§ Problem requirements
Rewrite the part of the records that opens with the line containing "Target: riverbank" and closes with the line containing "(1015, 560)", changing "mossy" to "moss-covered" and leaving everything else as it is. Give only those lines.

++++ Materials provided

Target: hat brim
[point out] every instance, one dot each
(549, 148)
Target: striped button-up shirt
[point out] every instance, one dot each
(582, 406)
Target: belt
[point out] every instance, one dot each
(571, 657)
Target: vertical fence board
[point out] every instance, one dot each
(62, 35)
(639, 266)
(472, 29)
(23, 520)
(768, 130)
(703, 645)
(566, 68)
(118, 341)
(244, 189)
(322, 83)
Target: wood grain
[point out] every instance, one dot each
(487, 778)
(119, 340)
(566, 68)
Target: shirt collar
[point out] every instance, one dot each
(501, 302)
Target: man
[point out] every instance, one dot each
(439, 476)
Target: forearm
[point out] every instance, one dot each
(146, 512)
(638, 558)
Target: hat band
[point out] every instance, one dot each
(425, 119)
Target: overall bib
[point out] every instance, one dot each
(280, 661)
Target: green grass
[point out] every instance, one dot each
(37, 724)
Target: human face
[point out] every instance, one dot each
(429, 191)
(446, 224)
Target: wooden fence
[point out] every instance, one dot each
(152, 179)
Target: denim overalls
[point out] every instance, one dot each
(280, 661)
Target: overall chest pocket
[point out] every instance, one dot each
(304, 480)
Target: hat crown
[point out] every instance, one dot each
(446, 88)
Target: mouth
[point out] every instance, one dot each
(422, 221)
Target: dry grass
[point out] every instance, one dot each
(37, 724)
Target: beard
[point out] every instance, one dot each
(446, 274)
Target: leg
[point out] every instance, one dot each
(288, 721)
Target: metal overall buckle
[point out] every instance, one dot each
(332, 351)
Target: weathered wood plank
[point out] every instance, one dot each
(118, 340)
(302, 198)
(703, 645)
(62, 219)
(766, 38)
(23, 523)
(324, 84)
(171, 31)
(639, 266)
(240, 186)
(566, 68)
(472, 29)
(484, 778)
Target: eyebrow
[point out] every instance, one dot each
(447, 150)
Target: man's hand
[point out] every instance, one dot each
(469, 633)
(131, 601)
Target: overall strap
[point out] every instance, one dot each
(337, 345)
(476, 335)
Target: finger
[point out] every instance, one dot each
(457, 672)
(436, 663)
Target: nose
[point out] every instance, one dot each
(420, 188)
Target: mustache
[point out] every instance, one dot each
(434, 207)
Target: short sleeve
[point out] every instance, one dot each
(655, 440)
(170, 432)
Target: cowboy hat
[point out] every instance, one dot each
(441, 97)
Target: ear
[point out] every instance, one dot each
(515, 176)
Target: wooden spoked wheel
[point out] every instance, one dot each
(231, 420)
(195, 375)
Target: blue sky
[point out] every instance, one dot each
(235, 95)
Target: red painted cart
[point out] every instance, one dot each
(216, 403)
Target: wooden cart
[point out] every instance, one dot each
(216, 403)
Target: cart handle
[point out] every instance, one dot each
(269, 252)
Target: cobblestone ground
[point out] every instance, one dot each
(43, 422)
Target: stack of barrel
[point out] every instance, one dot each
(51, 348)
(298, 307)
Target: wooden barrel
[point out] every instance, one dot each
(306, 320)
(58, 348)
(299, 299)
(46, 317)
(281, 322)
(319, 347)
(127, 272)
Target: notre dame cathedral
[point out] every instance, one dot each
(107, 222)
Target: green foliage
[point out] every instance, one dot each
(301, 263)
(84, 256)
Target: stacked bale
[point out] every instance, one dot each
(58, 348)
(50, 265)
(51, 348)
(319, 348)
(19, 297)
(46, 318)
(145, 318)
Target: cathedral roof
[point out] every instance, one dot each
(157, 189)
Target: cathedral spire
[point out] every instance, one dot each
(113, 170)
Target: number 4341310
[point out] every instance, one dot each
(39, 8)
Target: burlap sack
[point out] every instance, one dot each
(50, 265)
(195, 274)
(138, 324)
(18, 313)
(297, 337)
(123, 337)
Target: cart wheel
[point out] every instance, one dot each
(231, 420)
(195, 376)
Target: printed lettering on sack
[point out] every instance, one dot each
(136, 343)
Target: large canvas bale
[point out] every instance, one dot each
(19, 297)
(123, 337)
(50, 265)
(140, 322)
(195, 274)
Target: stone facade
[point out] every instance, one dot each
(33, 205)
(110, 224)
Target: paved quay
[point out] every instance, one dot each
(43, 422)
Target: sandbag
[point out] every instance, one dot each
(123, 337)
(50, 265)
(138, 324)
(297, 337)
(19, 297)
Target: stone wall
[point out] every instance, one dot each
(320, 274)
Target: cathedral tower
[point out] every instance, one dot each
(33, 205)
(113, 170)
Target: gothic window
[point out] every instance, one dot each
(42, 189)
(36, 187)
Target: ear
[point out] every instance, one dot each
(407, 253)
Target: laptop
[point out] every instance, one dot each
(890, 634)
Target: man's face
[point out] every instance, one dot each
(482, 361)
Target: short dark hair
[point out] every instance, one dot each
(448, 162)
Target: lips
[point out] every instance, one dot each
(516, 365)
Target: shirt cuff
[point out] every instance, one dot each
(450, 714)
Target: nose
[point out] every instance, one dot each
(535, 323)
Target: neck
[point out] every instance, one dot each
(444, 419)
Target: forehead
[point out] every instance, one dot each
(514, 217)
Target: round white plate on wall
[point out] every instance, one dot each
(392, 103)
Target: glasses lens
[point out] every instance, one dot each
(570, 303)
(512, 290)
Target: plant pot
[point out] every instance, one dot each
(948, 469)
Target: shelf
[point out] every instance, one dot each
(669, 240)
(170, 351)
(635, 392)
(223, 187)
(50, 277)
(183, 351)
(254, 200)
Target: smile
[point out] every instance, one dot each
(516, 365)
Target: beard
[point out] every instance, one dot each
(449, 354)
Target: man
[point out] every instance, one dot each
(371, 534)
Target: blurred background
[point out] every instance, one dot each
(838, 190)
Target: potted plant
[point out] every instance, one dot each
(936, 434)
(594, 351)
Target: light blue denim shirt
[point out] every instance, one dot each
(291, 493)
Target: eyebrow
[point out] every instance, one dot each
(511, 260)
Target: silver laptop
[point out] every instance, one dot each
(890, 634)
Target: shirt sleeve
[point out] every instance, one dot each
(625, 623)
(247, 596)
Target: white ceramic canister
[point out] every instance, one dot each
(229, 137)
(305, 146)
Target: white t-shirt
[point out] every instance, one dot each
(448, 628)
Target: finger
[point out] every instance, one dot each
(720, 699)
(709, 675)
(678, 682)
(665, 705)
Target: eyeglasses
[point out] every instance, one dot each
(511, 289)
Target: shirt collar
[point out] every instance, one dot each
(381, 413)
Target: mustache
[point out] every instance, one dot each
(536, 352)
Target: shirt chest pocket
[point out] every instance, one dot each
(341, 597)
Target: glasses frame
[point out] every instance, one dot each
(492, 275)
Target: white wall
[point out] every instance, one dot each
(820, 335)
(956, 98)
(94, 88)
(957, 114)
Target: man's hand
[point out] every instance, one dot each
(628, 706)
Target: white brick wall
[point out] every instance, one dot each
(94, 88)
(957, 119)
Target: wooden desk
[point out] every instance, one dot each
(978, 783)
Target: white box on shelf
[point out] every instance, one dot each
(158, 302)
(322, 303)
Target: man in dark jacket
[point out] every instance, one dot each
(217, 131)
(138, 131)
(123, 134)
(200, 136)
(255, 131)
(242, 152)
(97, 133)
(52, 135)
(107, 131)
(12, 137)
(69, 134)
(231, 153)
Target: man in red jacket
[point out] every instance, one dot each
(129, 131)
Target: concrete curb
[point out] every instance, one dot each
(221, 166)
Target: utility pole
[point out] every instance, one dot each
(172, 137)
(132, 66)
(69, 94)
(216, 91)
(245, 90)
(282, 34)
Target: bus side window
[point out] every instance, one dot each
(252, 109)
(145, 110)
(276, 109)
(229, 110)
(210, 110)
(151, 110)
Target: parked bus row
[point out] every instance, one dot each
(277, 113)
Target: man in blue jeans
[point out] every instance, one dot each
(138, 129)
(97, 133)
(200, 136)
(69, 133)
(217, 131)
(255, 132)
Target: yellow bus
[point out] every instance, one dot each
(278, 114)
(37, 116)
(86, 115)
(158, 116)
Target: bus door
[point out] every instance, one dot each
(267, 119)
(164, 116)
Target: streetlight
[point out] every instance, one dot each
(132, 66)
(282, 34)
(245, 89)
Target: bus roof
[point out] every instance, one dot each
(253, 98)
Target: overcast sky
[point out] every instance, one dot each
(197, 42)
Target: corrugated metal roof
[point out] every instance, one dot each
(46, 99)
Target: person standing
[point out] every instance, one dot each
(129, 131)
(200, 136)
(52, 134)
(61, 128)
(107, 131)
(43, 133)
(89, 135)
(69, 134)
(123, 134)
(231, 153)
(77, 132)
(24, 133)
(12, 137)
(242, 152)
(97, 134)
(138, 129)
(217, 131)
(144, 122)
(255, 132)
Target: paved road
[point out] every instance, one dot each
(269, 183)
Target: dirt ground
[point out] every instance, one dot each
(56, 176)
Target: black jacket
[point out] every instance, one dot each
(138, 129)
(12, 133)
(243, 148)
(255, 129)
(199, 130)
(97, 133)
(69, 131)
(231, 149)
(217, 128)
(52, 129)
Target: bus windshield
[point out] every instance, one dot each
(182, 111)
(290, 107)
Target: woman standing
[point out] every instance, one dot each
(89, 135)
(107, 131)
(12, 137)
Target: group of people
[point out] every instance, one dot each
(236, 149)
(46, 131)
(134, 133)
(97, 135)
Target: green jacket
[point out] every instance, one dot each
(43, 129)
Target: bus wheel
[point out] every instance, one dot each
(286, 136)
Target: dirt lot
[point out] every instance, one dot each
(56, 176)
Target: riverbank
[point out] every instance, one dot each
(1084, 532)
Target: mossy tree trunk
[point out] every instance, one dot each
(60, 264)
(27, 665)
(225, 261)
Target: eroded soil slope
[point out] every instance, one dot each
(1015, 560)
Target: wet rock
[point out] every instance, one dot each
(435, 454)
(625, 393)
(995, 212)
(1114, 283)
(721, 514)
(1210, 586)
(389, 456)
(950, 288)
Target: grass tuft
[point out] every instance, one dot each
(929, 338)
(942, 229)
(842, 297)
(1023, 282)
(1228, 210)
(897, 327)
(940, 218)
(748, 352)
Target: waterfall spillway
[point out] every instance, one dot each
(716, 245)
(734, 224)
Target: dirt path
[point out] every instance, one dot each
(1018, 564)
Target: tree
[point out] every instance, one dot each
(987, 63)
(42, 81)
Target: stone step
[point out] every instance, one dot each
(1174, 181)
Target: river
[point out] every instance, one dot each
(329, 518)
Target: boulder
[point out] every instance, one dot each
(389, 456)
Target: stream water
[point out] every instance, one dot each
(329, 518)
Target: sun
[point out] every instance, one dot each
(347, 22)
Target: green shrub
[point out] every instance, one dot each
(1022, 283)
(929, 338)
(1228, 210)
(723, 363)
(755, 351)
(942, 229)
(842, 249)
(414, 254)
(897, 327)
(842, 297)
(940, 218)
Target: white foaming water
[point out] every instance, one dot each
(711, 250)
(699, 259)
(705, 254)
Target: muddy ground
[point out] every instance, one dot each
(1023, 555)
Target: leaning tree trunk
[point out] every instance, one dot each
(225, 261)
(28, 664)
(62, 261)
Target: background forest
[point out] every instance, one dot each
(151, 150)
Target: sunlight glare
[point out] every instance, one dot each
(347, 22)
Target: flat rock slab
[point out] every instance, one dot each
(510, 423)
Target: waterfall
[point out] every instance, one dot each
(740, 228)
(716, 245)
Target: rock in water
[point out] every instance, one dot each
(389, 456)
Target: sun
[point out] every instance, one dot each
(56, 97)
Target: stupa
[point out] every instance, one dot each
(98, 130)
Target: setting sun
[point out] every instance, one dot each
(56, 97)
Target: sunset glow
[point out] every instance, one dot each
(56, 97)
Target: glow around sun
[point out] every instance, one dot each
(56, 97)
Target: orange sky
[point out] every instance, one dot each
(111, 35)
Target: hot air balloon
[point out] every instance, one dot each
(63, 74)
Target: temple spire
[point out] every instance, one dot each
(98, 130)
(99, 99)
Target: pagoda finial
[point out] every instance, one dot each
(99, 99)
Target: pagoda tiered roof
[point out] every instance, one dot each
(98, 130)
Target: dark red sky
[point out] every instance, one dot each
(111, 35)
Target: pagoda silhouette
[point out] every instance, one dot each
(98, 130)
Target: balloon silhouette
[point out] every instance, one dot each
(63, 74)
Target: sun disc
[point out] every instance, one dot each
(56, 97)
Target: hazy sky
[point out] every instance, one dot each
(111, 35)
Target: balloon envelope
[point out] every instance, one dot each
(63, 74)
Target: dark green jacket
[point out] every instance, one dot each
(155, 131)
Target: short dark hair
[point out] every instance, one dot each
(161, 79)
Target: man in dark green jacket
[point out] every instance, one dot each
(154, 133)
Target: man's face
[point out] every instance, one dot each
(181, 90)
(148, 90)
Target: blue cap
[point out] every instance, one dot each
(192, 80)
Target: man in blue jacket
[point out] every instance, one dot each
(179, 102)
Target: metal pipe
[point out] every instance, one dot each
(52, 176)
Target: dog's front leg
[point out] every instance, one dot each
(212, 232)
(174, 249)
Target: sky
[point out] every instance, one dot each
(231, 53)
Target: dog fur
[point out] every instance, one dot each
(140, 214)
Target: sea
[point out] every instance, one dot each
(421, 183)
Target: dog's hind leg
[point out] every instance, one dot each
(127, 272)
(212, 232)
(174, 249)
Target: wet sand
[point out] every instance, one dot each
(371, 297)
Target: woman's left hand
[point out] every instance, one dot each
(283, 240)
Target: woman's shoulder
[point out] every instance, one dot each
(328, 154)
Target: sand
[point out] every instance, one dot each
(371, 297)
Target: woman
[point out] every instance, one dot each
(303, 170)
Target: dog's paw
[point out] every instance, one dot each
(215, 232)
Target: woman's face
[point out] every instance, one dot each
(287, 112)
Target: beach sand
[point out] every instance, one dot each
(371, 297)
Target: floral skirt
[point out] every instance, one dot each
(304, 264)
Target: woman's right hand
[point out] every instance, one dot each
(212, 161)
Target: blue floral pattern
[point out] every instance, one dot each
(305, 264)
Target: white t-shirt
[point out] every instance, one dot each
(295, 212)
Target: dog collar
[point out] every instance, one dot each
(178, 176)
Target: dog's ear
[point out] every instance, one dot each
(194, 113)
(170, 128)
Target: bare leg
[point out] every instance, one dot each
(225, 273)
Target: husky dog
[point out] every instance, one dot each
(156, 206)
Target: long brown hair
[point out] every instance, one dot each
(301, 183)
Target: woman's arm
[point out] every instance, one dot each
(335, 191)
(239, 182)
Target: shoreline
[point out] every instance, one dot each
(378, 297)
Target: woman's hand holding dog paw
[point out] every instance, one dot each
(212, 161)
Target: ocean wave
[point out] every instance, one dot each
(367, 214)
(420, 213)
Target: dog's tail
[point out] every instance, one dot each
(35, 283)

++++++++

§ Solution to this problem
Target: riverbank
[point out] every instance, one dot each
(1084, 532)
Target: moss-covered tree trunk
[point out] every instance, one dot each
(60, 264)
(27, 665)
(225, 261)
Target: eroded soil slope
[point out] every instance, one dot each
(1015, 560)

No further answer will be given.